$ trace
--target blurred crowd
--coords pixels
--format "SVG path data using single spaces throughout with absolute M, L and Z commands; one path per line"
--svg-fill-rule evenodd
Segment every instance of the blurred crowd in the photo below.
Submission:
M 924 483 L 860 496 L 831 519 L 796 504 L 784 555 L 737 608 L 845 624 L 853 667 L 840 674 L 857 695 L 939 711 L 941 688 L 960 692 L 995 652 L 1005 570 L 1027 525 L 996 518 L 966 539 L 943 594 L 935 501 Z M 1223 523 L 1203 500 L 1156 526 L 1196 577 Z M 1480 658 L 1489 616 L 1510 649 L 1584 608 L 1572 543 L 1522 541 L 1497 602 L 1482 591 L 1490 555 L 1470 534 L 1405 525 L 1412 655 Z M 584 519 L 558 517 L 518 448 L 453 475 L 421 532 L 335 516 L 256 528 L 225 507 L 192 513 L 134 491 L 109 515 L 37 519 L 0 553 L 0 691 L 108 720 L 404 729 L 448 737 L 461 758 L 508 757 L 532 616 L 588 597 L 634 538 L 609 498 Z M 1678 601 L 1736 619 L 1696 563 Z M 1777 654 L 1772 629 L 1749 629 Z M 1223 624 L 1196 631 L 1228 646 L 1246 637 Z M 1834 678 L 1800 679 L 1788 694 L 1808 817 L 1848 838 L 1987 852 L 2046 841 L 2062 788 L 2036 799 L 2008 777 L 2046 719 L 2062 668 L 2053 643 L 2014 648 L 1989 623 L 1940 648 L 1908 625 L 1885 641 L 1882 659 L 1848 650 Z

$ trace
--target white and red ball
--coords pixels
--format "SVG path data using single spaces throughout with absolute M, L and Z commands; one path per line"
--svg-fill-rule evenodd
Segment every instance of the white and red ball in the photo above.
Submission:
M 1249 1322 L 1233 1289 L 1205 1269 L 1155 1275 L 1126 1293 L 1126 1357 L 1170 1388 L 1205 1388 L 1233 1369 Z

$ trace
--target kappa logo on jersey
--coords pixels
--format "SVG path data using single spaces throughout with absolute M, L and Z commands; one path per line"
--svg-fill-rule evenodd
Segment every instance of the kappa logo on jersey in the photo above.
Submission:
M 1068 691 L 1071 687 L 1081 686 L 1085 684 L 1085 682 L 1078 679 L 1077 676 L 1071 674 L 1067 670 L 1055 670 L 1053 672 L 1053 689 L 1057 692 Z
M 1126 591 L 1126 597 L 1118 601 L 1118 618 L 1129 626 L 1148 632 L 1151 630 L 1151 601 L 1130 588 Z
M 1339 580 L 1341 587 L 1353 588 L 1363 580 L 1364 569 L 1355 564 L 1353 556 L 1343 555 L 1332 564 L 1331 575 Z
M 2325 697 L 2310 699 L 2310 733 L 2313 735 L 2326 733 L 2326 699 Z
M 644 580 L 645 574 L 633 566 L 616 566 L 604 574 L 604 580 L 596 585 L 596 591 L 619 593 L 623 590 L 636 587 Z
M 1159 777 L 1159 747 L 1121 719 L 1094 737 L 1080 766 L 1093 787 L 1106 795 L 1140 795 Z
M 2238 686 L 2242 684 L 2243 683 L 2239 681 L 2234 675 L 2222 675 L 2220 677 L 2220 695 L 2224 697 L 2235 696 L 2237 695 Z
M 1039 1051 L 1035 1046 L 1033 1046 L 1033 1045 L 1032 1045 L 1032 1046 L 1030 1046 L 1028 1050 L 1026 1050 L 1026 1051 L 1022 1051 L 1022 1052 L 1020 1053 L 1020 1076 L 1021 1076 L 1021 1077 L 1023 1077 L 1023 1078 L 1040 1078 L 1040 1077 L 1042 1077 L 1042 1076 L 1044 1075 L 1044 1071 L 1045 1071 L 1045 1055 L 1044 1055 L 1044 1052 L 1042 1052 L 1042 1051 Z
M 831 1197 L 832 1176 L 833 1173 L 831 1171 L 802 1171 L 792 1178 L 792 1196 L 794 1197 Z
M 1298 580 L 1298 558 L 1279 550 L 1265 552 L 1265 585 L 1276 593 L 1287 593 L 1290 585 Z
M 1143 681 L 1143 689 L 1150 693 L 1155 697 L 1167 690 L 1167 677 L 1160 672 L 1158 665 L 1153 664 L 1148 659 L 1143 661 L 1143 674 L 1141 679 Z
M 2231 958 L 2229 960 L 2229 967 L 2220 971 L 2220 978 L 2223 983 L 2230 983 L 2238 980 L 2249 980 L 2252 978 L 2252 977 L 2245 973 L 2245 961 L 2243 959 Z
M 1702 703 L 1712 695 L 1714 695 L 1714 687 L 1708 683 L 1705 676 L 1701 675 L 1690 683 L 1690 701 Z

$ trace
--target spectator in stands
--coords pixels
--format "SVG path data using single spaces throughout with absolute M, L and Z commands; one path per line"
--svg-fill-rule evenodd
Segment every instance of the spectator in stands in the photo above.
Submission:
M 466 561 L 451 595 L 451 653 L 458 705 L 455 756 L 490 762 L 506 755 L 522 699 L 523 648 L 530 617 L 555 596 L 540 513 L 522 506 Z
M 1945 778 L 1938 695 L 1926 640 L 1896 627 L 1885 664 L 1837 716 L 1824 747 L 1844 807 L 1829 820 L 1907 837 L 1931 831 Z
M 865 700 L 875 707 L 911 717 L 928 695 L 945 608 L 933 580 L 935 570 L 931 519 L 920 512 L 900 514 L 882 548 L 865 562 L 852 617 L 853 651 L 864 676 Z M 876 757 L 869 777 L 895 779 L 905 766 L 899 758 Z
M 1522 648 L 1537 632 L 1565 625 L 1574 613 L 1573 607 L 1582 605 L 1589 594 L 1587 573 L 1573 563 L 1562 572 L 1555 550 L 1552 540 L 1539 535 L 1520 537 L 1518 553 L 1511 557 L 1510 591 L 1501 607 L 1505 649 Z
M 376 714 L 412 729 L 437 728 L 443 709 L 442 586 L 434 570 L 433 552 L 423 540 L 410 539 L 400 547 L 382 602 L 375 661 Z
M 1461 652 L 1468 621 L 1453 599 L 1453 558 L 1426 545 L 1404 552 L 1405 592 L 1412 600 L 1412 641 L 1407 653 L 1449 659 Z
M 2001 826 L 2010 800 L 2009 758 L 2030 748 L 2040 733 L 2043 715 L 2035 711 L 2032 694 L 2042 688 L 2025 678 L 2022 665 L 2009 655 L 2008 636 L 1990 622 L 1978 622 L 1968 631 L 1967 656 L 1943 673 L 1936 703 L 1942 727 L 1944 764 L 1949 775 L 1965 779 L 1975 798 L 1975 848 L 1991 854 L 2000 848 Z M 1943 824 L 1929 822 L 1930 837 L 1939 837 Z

◇ ◇ ◇ ◇

• [WHAT YOU NEED TO DO] Everything in the listing should be written out exactly.

• [SOLUTION TO THIS EXERCISE]
$ trace
--target blurred crowd
--coords pixels
--format "SVG path data using single spaces throughout with absolute M, L and Z commands; one path per line"
--svg-fill-rule evenodd
Segment every instance of the blurred crowd in the photo below.
Submission:
M 924 483 L 860 496 L 831 519 L 796 504 L 784 555 L 737 608 L 845 624 L 853 667 L 840 674 L 857 695 L 939 711 L 941 688 L 960 692 L 995 652 L 1005 570 L 1027 525 L 996 518 L 966 539 L 943 594 L 935 501 Z M 1223 523 L 1203 500 L 1156 526 L 1196 577 Z M 1480 658 L 1489 616 L 1510 649 L 1584 608 L 1572 543 L 1522 541 L 1497 602 L 1482 591 L 1490 555 L 1470 534 L 1405 525 L 1412 655 Z M 584 519 L 558 517 L 518 448 L 453 475 L 421 532 L 335 516 L 256 528 L 225 507 L 192 513 L 134 491 L 109 515 L 37 519 L 0 553 L 0 691 L 108 720 L 404 729 L 448 737 L 461 758 L 508 757 L 532 616 L 588 597 L 634 538 L 609 498 Z M 1678 601 L 1736 619 L 1696 563 Z M 1777 654 L 1772 629 L 1749 629 Z M 1223 624 L 1196 631 L 1228 646 L 1246 637 Z M 1834 678 L 1800 679 L 1788 694 L 1808 817 L 1848 838 L 1987 852 L 2046 841 L 2062 788 L 2036 799 L 2008 777 L 2046 719 L 2062 668 L 2053 643 L 2014 648 L 1989 623 L 1940 648 L 1908 625 L 1885 641 L 1882 659 L 1848 650 Z

$ trace
--target white and red ball
--coords pixels
--format "SVG path data using single spaces throughout with absolute M, L and Z commands; one path per line"
--svg-fill-rule evenodd
Segment every instance of the white and red ball in the photo above.
Submission:
M 1249 1322 L 1233 1289 L 1205 1269 L 1155 1275 L 1126 1293 L 1126 1357 L 1170 1388 L 1205 1388 L 1233 1369 Z

$ trace
--target kappa logo on jersey
--coords pixels
--format "SVG path data using single spaces throughout with absolute M, L and Z commands; one path per line"
--svg-fill-rule evenodd
Segment every instance of the kappa logo on jersey in the photo above.
Submission:
M 1068 691 L 1071 687 L 1081 686 L 1085 684 L 1085 682 L 1078 679 L 1077 676 L 1071 674 L 1067 670 L 1055 670 L 1053 672 L 1053 689 L 1057 692 Z
M 1126 591 L 1126 597 L 1118 601 L 1118 618 L 1129 626 L 1148 632 L 1151 630 L 1151 601 L 1130 588 Z
M 1339 580 L 1341 587 L 1353 588 L 1363 580 L 1364 569 L 1355 564 L 1353 556 L 1343 555 L 1332 564 L 1331 575 Z
M 2325 697 L 2310 699 L 2310 733 L 2313 735 L 2326 733 L 2326 699 Z
M 644 580 L 645 574 L 633 566 L 616 566 L 604 574 L 604 580 L 596 585 L 596 591 L 619 593 L 623 590 L 636 587 Z
M 1159 777 L 1159 747 L 1121 719 L 1094 737 L 1080 766 L 1093 787 L 1106 795 L 1140 795 Z
M 2238 686 L 2242 684 L 2243 683 L 2239 681 L 2234 675 L 2222 675 L 2220 677 L 2220 695 L 2224 697 L 2235 696 L 2237 695 Z
M 1039 1051 L 1035 1046 L 1033 1046 L 1033 1045 L 1032 1045 L 1032 1046 L 1030 1046 L 1028 1050 L 1026 1050 L 1026 1051 L 1022 1051 L 1022 1052 L 1020 1053 L 1020 1076 L 1021 1076 L 1021 1077 L 1023 1077 L 1023 1078 L 1040 1078 L 1040 1077 L 1042 1077 L 1042 1076 L 1044 1075 L 1044 1071 L 1045 1071 L 1045 1055 L 1044 1055 L 1044 1052 L 1042 1052 L 1042 1051 Z
M 831 1197 L 832 1176 L 833 1173 L 831 1171 L 802 1171 L 792 1178 L 792 1196 L 794 1197 Z
M 1298 580 L 1298 558 L 1279 550 L 1265 552 L 1265 585 L 1276 593 L 1287 593 L 1290 585 Z
M 1143 681 L 1143 689 L 1150 693 L 1155 697 L 1167 690 L 1167 677 L 1160 672 L 1158 665 L 1153 664 L 1148 659 L 1143 661 L 1143 674 L 1141 679 Z
M 2231 958 L 2229 960 L 2229 967 L 2220 971 L 2220 978 L 2223 983 L 2230 983 L 2238 980 L 2249 980 L 2252 978 L 2252 977 L 2245 973 L 2245 961 L 2243 959 Z
M 1702 703 L 1712 695 L 1714 695 L 1714 687 L 1708 683 L 1705 676 L 1701 675 L 1690 683 L 1690 701 Z

$ trace
--target spectator in stands
--coords pixels
--format "SVG path data using single spaces throughout with absolute M, L and Z commands; one path per line"
--svg-fill-rule evenodd
Segment every instance of the spectator in stands in the photo above.
Submission:
M 466 561 L 451 595 L 451 653 L 458 705 L 455 756 L 490 762 L 506 755 L 522 699 L 523 648 L 530 617 L 555 596 L 540 513 L 522 506 Z
M 1945 778 L 1938 695 L 1926 640 L 1896 627 L 1885 664 L 1837 716 L 1824 747 L 1844 807 L 1829 820 L 1907 837 L 1931 831 Z
M 865 700 L 875 707 L 911 717 L 928 695 L 945 608 L 933 580 L 935 570 L 931 519 L 920 512 L 900 514 L 882 548 L 865 562 L 852 617 L 853 651 L 864 676 Z M 876 757 L 869 777 L 895 779 L 905 766 L 899 758 Z
M 1522 648 L 1537 632 L 1565 625 L 1574 613 L 1573 607 L 1582 605 L 1589 594 L 1587 573 L 1573 563 L 1562 572 L 1555 550 L 1552 540 L 1539 535 L 1520 537 L 1518 553 L 1511 557 L 1510 591 L 1501 607 L 1505 649 Z
M 376 714 L 412 729 L 437 728 L 443 709 L 442 586 L 434 570 L 433 552 L 423 540 L 410 539 L 400 547 L 382 602 L 375 661 Z
M 1461 652 L 1468 621 L 1453 599 L 1453 558 L 1426 545 L 1404 552 L 1405 592 L 1412 600 L 1412 641 L 1407 653 L 1449 659 Z
M 2001 826 L 2010 800 L 2009 758 L 2030 748 L 2040 733 L 2043 715 L 2035 711 L 2032 694 L 2042 688 L 2025 678 L 2022 665 L 2009 655 L 2008 636 L 1990 622 L 1978 622 L 1968 631 L 1967 656 L 1943 673 L 1936 703 L 1942 727 L 1944 764 L 1949 775 L 1965 779 L 1975 798 L 1975 848 L 1991 854 L 2000 848 Z M 1943 824 L 1929 822 L 1930 837 L 1939 837 Z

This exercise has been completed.